== TASK DESCRIPTION ==
Please collect every line in the items below that contains the word "field", and copy each such line in full.

════════════════

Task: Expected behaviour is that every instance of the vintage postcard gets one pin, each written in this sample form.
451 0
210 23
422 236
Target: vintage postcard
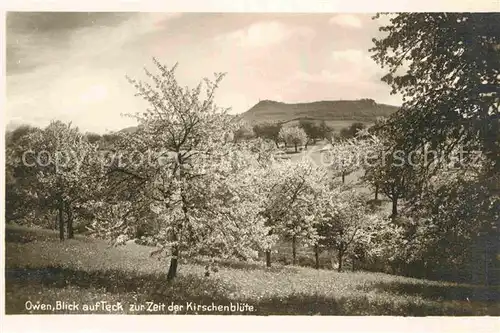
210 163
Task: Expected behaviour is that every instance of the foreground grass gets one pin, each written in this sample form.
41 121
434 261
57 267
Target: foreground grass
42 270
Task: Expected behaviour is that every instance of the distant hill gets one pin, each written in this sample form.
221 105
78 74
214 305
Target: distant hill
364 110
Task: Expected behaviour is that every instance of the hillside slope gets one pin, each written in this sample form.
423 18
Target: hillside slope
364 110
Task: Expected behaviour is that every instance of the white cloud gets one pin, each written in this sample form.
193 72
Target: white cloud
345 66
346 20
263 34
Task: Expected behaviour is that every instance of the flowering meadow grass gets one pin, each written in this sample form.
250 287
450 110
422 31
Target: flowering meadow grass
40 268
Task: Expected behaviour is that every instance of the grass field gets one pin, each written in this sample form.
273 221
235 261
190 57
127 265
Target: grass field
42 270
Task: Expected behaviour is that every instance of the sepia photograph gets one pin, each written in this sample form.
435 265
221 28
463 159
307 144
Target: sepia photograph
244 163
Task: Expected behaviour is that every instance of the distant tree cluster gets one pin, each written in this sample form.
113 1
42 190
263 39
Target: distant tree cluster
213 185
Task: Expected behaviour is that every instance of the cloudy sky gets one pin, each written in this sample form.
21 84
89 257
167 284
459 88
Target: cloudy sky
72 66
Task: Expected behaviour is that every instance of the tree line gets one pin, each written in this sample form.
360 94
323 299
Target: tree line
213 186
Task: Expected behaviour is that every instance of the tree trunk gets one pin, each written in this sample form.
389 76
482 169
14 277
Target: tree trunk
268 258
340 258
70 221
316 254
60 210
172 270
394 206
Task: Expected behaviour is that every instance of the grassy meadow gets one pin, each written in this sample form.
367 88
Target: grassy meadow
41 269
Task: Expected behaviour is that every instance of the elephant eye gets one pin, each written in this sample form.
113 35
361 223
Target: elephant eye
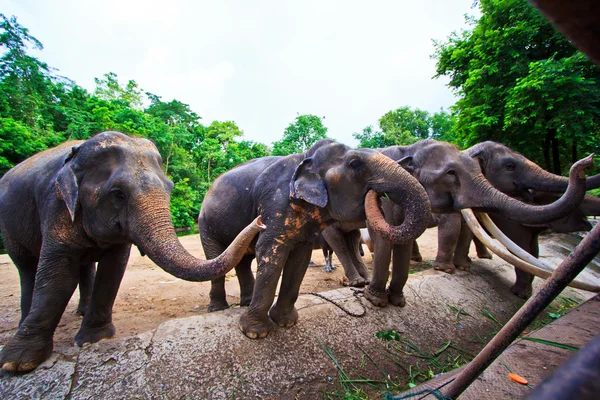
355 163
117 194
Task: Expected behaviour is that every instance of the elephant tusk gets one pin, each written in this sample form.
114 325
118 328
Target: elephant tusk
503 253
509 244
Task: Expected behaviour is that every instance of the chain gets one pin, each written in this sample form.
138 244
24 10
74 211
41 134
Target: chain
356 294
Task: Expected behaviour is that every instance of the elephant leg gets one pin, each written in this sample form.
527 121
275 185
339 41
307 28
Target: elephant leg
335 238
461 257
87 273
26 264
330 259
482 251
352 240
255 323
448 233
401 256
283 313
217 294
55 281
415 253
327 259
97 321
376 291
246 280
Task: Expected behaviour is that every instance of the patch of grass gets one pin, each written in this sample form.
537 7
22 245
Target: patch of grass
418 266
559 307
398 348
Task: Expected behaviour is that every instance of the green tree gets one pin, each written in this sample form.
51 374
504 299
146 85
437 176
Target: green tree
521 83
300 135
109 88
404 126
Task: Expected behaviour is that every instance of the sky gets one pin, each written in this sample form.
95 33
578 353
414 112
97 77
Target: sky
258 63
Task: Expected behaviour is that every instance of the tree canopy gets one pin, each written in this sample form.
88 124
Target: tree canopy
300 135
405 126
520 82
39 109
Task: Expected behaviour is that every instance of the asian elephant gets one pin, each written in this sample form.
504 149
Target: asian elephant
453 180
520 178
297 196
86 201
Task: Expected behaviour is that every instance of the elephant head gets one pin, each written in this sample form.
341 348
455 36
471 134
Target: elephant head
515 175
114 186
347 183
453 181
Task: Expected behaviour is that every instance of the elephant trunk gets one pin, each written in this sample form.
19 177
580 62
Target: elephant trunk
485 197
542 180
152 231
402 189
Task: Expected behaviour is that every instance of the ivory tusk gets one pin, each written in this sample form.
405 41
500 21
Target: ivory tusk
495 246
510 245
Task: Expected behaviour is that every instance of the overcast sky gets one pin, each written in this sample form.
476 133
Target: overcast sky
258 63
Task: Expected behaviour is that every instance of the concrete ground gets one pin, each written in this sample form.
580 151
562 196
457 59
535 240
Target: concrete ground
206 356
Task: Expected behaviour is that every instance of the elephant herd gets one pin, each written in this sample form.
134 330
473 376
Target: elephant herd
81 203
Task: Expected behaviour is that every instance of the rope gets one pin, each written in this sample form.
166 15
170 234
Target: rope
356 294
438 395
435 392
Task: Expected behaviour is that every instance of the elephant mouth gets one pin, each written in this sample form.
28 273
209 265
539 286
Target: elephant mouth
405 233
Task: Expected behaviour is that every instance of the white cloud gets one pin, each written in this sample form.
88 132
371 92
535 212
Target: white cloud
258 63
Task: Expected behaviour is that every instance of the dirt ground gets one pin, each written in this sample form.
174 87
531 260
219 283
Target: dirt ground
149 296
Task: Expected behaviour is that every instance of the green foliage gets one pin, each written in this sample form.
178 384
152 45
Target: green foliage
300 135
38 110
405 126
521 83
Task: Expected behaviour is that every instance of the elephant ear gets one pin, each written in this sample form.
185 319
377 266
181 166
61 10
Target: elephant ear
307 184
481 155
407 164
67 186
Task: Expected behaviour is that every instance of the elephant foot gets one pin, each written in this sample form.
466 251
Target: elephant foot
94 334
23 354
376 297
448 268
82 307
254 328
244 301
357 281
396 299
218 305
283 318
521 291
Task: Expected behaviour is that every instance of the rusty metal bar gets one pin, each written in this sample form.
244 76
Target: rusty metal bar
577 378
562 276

════════════════

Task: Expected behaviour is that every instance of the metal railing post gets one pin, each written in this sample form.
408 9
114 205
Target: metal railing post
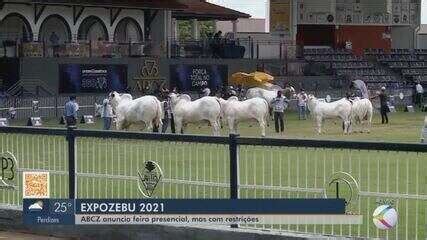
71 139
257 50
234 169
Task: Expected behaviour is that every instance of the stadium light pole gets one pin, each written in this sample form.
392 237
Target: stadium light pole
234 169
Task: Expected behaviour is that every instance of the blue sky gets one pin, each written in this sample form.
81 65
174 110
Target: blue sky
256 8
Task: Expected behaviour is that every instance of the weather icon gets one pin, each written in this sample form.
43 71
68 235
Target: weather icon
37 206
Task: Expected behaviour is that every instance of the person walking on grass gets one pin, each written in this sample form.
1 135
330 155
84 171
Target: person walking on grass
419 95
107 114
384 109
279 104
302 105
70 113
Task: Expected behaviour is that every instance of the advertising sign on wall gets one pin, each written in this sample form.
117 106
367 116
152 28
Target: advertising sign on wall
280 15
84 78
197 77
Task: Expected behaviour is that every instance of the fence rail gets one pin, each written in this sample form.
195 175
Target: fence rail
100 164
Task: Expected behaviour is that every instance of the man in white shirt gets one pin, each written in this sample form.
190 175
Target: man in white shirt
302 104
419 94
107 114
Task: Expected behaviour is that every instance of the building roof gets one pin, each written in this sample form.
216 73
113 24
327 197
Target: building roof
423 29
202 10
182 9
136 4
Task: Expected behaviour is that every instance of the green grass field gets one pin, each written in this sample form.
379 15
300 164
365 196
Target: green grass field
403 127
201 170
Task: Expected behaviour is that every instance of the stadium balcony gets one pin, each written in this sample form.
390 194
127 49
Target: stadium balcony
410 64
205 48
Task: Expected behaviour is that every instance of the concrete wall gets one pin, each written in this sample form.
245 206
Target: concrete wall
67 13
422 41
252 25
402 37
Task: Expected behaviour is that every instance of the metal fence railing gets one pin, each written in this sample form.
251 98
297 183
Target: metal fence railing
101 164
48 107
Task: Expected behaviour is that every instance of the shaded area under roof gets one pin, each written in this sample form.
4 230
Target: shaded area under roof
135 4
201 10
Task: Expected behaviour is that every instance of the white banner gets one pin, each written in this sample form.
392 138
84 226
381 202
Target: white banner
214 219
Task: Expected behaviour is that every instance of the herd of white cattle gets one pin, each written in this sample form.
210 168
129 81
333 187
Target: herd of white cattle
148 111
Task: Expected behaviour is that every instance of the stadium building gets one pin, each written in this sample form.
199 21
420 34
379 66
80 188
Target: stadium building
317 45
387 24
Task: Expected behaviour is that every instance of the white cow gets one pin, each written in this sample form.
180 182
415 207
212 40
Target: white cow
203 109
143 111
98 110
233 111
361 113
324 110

════════════════

== RESULT ==
Task: Expected behaviour is that every instance of the grass field gets one pin, each written in this sample form.
Target: grass field
Task: Expected behaviour is that every instance of the green grass field gets one pin, each written in this sample form.
Target: green grass field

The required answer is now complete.